Assigned task: Your task is to print, exactly and only, the lines from the start of the entries below through the line with "Put one point on every instance of the lakeside". Include both ends, but skip the pictures.

Listed records:
____
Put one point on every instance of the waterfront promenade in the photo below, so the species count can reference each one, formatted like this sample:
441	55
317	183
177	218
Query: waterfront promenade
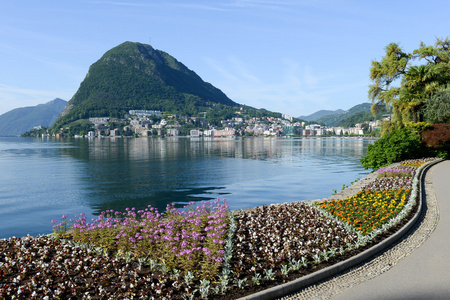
416	267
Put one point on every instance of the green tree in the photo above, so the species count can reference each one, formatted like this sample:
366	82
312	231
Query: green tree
395	146
384	73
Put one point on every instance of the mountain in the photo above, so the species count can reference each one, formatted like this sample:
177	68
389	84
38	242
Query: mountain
20	120
336	118
136	76
320	113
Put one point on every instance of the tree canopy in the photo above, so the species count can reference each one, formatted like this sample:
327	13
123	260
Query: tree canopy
406	81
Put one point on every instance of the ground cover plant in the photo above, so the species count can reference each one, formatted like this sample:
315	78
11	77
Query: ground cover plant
203	251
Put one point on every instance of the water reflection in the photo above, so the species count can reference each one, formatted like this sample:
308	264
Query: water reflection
45	178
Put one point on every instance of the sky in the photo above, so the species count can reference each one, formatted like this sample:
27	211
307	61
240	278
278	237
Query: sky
290	56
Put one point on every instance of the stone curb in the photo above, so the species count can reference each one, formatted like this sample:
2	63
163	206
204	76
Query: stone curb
295	285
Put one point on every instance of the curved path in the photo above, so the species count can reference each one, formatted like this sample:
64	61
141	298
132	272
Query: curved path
417	267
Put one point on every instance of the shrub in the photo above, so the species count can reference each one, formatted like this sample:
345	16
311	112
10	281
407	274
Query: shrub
395	146
437	140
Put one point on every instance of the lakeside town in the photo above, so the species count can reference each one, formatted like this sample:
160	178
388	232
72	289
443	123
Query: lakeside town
144	123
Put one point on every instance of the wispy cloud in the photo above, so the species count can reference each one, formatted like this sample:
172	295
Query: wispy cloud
232	5
296	90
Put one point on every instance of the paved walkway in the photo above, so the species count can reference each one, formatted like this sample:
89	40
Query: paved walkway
417	267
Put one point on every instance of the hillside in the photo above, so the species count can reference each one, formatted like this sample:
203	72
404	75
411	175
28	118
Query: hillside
335	119
320	113
136	76
20	120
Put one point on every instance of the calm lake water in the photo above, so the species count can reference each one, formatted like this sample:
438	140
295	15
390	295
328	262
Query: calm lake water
42	179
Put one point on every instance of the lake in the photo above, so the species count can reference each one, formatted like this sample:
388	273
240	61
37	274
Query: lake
42	178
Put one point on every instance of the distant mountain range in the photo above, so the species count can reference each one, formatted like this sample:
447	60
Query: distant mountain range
21	120
356	114
136	76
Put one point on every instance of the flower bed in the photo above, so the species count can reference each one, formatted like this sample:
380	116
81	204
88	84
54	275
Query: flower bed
203	251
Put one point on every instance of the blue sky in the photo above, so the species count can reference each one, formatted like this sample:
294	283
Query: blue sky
289	56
____
Finished task:
Put one point on every instance of the waterfront promenade in the photo below, so the species count can reference each one, formatted like this sample:
441	55
317	183
177	218
Query: waterfront promenade
416	267
Put one point on every instance of the green tree in the photo above, so the species count can reference each one, formatted like this sample:
366	82
312	231
Query: green tree
395	146
384	73
Put one point on every instance of the mountain in the photo above, so the species count can reference each one, formatted like this sample:
177	68
389	84
38	242
Query: mountain
20	120
336	118
136	76
320	113
Put one point on every instance of the tree canopy in the photo above, so the species count can reference each one, formatted like this sample:
327	13
123	260
Query: tree canopy
406	81
Put one point on every instance of the ground cover plant in the photo above, so the species count can reference each one, formatted like this sample:
315	78
11	77
Query: ground cover plant
203	251
Put one point on every instance of the water reflection in the photo above, so the species count can reference each one, formatted like this sample:
308	264
Query: water reflection
45	178
Put one point on every instance of the sky in the photo above, so the species count can reference each one, formatted like this sample:
27	211
307	61
240	278
278	237
Query: sky
290	56
Put one point on every instance of the stone curb in the photo above, so the species count can reference each one, formatted like this sample:
2	63
163	206
204	76
Query: stone curb
295	285
Put one point on every instance of the curved path in the photo above, so the species count can reference each one, formatted like this sample:
64	61
141	298
132	272
Query: curved path
417	267
Put one point on every instance of the shrub in the photo above, so the species count can reference each one, formatted like this sample:
345	16
311	112
10	281
407	274
Query: shrub
395	146
437	140
Put one point on every instance of the lakeside town in the photo above, so the species count can reference each one, formatted like this sample:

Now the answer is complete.